## [INSTRUCTIONS TO FOLLOW]
Gather each line of the data below that contains the string "negative", and copy it out. Letter case must match.

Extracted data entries
· · · ·
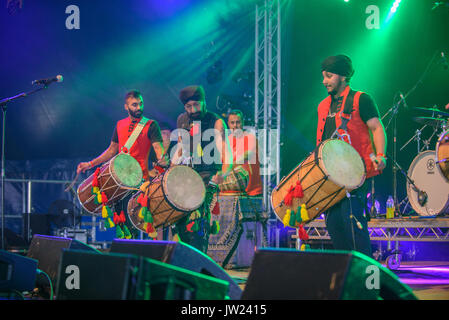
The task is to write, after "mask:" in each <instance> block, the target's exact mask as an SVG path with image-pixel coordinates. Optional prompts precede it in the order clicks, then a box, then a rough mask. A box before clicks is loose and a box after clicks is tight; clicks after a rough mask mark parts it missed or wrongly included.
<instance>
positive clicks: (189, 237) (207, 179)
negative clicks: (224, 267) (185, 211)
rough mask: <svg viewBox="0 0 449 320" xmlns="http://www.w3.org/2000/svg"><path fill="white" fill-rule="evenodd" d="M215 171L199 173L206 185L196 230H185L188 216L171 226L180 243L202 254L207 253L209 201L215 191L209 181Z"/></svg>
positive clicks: (176, 222)
mask: <svg viewBox="0 0 449 320" xmlns="http://www.w3.org/2000/svg"><path fill="white" fill-rule="evenodd" d="M215 173H216V171H215V172H214V171H203V172H199V174H200V175H201V177H202V178H203V182H204V184H205V185H206V199H205V201H204V203H203V204H202V206H201V207H200V208H199V209H198V210H199V211H200V213H201V218H199V219H197V220H196V221H195V223H197V227H198V230H196V231H194V232H190V231H188V230H187V225H188V224H189V223H190V222H191V221H190V219H189V218H190V214H187V215H186V216H184V217H183V218H181V219H180V220H178V222H176V224H175V225H174V226H173V231H174V233H175V234H177V235H178V236H179V238H180V239H181V241H182V242H185V243H187V244H189V245H191V246H192V247H195V248H196V249H198V250H200V251H201V252H203V253H207V248H208V246H209V236H210V215H211V213H210V203H211V202H210V199H211V197H212V195H213V193H214V192H215V191H216V190H215V189H214V188H213V187H211V186H209V181H210V179H211V178H212V177H213V176H214V175H215Z"/></svg>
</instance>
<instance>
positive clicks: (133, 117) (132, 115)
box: [128, 110, 143, 118]
mask: <svg viewBox="0 0 449 320" xmlns="http://www.w3.org/2000/svg"><path fill="white" fill-rule="evenodd" d="M128 112H129V115H130V116H131V117H133V118H140V117H141V116H142V113H143V111H141V110H137V111H131V110H128Z"/></svg>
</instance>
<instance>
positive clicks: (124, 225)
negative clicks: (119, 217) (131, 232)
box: [123, 225, 132, 239]
mask: <svg viewBox="0 0 449 320" xmlns="http://www.w3.org/2000/svg"><path fill="white" fill-rule="evenodd" d="M123 233H124V234H125V239H131V238H132V234H131V232H129V229H128V227H127V226H126V225H123Z"/></svg>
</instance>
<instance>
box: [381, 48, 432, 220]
mask: <svg viewBox="0 0 449 320" xmlns="http://www.w3.org/2000/svg"><path fill="white" fill-rule="evenodd" d="M437 57H438V51H436V52H435V53H434V54H433V55H432V57H431V58H430V60H429V63H428V64H427V66H426V69H425V70H424V72H423V73H422V75H421V77H420V78H419V79H418V81H417V82H416V83H415V85H414V86H413V87H412V88H411V89H410V90H409V91H408V92H407V93H406V94H405V95H403V94H402V93H401V92H397V93H396V94H395V96H394V100H395V99H396V97H397V95H398V93H399V97H400V99H399V100H398V101H397V102H396V103H394V104H393V106H392V107H391V108H390V109H389V110H388V111H387V113H385V114H384V115H383V116H382V118H381V119H383V118H384V117H386V116H387V115H388V114H390V113H392V115H391V117H390V120H389V121H388V124H387V126H386V128H385V130H387V128H388V127H389V125H390V123H391V121H392V120H393V158H391V159H392V161H393V166H392V170H393V199H394V206H395V209H396V212H399V210H398V209H399V207H398V199H397V174H396V173H397V170H398V168H399V167H398V163H397V161H396V160H397V149H396V145H397V123H396V122H397V121H396V120H397V119H396V118H397V113H398V109H399V105H400V104H401V102H402V103H403V104H404V107H405V108H407V103H406V99H407V98H408V96H409V95H410V94H411V93H413V92H414V91H415V90H416V89H417V88H418V86H419V85H420V84H422V83H423V80H424V78H425V77H426V76H427V74H428V73H429V72H430V70H431V68H432V67H435V64H434V62H435V60H436V58H437ZM399 170H401V172H402V173H403V174H404V175H405V176H406V177H407V179H408V180H410V181H411V179H410V177H408V176H407V174H406V173H405V172H404V171H403V170H402V169H399ZM413 185H414V184H413ZM415 188H416V186H415Z"/></svg>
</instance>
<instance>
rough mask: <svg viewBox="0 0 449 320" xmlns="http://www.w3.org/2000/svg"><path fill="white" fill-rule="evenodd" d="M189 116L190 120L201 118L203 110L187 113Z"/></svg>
mask: <svg viewBox="0 0 449 320" xmlns="http://www.w3.org/2000/svg"><path fill="white" fill-rule="evenodd" d="M189 118H190V119H192V120H200V119H202V118H203V112H201V111H199V112H192V113H189Z"/></svg>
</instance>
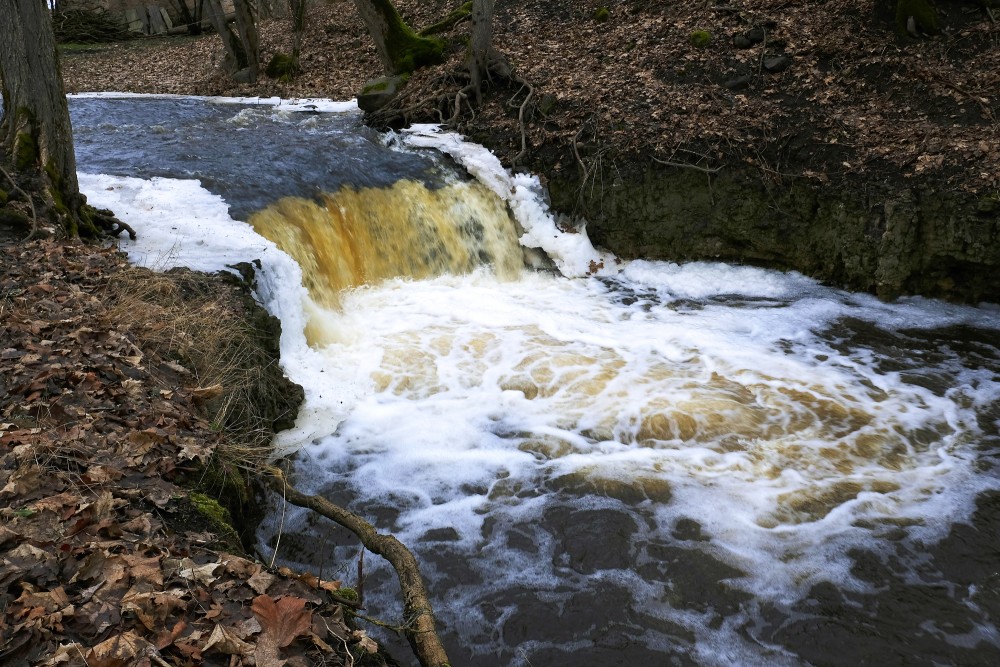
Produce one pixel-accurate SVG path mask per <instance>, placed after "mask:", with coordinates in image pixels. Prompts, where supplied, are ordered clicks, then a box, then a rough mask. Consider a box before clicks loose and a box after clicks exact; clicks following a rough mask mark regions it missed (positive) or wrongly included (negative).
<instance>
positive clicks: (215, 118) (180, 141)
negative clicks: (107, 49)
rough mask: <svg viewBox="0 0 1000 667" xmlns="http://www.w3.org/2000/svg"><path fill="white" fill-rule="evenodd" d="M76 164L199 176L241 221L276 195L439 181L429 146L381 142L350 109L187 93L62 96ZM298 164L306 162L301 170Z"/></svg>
mask: <svg viewBox="0 0 1000 667" xmlns="http://www.w3.org/2000/svg"><path fill="white" fill-rule="evenodd" d="M70 116H71V119H72V122H73V129H74V143H75V147H76V159H77V168H78V169H79V170H80V171H84V172H88V173H100V174H110V175H115V176H134V177H138V178H154V177H169V178H191V179H198V180H200V181H201V184H202V186H203V187H204V188H206V189H207V190H209V191H210V192H212V193H213V194H217V195H220V196H222V197H223V198H224V199H225V200H226V202H227V203H229V204H230V215H232V216H233V217H234V218H236V219H238V220H246V219H247V217H248V216H249V215H250V214H251V213H253V212H254V211H257V210H260V209H262V208H264V207H265V206H267V205H268V204H270V203H272V202H274V201H277V200H278V199H281V198H282V197H289V196H295V197H305V198H316V197H318V195H319V194H320V193H321V192H335V191H337V190H338V189H340V188H341V187H342V186H345V185H349V186H352V187H354V188H365V187H386V186H389V185H392V184H393V183H395V182H396V181H398V180H399V179H401V178H411V179H415V180H418V181H423V182H424V183H425V185H427V186H428V187H435V186H436V185H438V184H440V182H441V178H440V175H439V174H437V173H436V164H437V163H436V162H435V159H434V158H433V157H432V155H431V154H430V153H429V152H425V153H416V152H409V153H403V152H399V151H394V150H391V149H389V148H387V147H385V146H384V145H383V144H382V141H381V135H379V134H378V133H376V132H374V131H372V130H370V129H368V128H366V127H365V126H364V125H363V124H362V123H361V116H360V115H359V114H357V113H323V114H310V113H302V112H291V111H275V110H274V109H272V108H271V107H269V106H263V105H261V106H244V105H235V104H207V103H205V102H204V101H202V100H194V99H145V100H139V101H135V100H129V101H127V102H124V103H123V101H122V100H115V99H101V98H78V99H71V101H70ZM304 166H306V167H307V168H303V167H304Z"/></svg>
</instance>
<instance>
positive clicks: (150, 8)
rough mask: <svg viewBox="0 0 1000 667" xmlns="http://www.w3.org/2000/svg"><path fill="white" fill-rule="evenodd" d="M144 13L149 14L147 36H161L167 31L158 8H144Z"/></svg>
mask: <svg viewBox="0 0 1000 667" xmlns="http://www.w3.org/2000/svg"><path fill="white" fill-rule="evenodd" d="M146 11H147V12H148V13H149V34H151V35H162V34H163V33H165V32H166V31H167V24H166V23H164V22H163V15H162V14H161V13H160V8H159V7H157V6H155V5H151V6H149V7H146Z"/></svg>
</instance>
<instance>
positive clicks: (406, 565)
· · · ·
## [TASK ANSWER]
negative clicks: (224, 267) (185, 211)
negative clicks: (119, 217) (131, 232)
Produce one pixel-accurate SVG path mask per <instance>, placed after "mask:", with coordinates in image pixels. Prompts, where supplied, are ordered clicks, then a box, then a rough mask. Consider a box before clicks loose and a box after clicks exact; clicks following a rough mask mark regions it missed (positive) or wrongly included (negative).
negative clicks: (107, 49)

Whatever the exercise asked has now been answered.